WHAT THE TASK REQUIRES: Please restate, word for word, the lines below that begin at the one with "Target: sauce with vegetables" and end at the one with "Target: white shirt sleeve". Leave out all other lines.

RECORD EXCERPTS:
((

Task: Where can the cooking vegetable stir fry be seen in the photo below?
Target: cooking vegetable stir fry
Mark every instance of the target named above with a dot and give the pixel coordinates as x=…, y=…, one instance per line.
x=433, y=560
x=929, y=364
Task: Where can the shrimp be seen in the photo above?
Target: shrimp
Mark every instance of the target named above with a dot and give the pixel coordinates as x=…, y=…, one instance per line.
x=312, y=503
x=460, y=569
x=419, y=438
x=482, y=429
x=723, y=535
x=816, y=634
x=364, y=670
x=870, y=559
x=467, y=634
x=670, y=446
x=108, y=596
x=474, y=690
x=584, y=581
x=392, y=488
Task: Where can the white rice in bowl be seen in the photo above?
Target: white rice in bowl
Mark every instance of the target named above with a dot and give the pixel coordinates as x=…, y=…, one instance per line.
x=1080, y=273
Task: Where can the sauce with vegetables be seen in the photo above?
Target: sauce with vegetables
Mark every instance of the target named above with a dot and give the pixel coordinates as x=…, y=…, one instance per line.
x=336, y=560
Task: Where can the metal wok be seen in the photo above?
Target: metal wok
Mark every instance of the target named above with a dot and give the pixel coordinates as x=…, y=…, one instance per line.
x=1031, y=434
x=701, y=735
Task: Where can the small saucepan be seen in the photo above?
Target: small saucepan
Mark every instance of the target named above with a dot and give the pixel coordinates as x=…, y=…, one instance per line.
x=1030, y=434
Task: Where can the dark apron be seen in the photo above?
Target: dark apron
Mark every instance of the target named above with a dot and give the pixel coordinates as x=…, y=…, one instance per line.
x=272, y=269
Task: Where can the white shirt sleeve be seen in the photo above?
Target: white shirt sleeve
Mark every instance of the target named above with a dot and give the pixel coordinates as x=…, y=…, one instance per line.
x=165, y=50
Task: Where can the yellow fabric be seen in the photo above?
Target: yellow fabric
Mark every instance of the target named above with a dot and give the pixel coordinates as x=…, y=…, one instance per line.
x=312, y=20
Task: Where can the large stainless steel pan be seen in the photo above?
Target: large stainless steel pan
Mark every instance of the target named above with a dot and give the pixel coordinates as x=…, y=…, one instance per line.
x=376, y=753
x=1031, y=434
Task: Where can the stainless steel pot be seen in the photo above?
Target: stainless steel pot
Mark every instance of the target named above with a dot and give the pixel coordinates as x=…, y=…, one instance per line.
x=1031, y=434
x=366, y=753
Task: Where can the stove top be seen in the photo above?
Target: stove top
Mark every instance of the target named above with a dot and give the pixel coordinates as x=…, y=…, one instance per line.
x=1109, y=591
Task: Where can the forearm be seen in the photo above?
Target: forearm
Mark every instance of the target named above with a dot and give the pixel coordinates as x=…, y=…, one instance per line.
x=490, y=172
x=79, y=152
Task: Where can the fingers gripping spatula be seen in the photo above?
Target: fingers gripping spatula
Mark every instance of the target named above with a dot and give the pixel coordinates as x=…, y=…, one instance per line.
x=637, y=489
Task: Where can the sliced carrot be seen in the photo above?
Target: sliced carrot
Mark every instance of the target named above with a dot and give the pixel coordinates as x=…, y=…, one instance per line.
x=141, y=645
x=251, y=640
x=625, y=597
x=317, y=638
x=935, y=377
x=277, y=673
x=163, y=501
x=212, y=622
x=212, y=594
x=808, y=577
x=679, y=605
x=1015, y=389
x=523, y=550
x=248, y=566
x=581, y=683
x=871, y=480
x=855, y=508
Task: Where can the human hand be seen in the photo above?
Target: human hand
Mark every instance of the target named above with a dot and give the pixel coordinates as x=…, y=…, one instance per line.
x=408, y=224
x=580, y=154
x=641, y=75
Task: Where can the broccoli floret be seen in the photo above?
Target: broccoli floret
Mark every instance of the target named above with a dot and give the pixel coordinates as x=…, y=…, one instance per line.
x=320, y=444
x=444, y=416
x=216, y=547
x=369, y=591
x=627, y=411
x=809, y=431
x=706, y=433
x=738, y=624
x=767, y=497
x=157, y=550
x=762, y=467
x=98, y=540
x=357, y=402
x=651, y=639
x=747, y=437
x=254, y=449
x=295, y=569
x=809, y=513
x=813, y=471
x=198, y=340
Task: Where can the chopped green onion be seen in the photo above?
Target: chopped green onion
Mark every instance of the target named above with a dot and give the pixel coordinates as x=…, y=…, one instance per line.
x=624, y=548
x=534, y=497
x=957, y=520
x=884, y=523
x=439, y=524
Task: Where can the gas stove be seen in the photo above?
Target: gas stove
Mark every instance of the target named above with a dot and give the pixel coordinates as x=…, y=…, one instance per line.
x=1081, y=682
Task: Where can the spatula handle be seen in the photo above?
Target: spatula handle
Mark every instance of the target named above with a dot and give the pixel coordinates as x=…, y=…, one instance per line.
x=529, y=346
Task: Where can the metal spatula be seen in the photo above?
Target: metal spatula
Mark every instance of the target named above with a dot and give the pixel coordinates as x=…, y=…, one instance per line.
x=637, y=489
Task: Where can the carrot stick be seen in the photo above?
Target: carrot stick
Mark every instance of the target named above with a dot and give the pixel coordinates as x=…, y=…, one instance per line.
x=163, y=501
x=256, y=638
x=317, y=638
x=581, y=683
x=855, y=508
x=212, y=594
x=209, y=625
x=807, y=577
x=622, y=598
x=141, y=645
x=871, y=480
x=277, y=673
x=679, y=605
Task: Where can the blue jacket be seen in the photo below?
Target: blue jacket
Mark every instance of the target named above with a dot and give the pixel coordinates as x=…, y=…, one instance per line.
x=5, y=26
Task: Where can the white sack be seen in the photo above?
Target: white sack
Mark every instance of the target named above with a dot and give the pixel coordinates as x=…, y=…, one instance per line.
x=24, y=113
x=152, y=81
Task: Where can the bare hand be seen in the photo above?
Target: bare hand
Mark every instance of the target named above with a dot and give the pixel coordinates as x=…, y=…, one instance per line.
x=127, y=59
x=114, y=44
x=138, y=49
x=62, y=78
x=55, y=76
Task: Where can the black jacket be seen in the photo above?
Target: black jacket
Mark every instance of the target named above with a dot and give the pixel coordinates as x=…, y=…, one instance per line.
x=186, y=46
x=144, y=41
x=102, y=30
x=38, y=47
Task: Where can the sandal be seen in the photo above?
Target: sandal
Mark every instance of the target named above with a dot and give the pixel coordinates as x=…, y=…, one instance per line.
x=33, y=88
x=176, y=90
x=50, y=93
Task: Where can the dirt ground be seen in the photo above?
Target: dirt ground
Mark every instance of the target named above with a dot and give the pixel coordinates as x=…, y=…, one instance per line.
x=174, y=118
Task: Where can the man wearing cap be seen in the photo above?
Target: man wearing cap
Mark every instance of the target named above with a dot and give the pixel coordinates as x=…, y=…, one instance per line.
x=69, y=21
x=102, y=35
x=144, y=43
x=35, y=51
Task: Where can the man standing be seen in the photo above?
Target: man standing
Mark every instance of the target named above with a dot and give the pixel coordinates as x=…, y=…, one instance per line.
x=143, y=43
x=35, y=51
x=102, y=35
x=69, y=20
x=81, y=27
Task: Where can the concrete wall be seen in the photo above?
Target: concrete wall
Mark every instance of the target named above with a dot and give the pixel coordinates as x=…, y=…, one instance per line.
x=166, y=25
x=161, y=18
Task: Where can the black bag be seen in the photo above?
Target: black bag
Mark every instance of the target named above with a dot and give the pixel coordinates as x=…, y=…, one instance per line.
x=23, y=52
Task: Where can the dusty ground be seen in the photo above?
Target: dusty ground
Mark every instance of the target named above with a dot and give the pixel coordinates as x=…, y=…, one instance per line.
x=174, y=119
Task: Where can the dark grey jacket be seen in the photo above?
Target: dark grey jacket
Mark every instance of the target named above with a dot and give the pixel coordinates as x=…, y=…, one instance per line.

))

FINAL ANSWER:
Target: sauce with vegetables
Mark every instance of the target named above with a dot and give the pixel coordinates as x=…, y=…, one instance per line.
x=336, y=560
Task: Where can the metal wok be seen in the photo above?
Target: metal wok
Mark every instance of the target named above with a dot and give the pixel coordinates as x=…, y=…, one instance per line.
x=1031, y=434
x=701, y=735
Task: Where can the small saucepan be seen in the photo above?
Target: small saucepan
Mark every instance of the target named above with a dot and give the pixel coordinates as x=…, y=…, one instance per line.
x=1030, y=434
Task: Where can the dark apron be seen in the photo above?
Target: dark apron
Mark every instance of the target named above with a dot and give the pixel coordinates as x=…, y=…, one instance per line.
x=272, y=269
Task: Where can the white shirt sleeve be seen in the photo above?
Target: white shirt sleeve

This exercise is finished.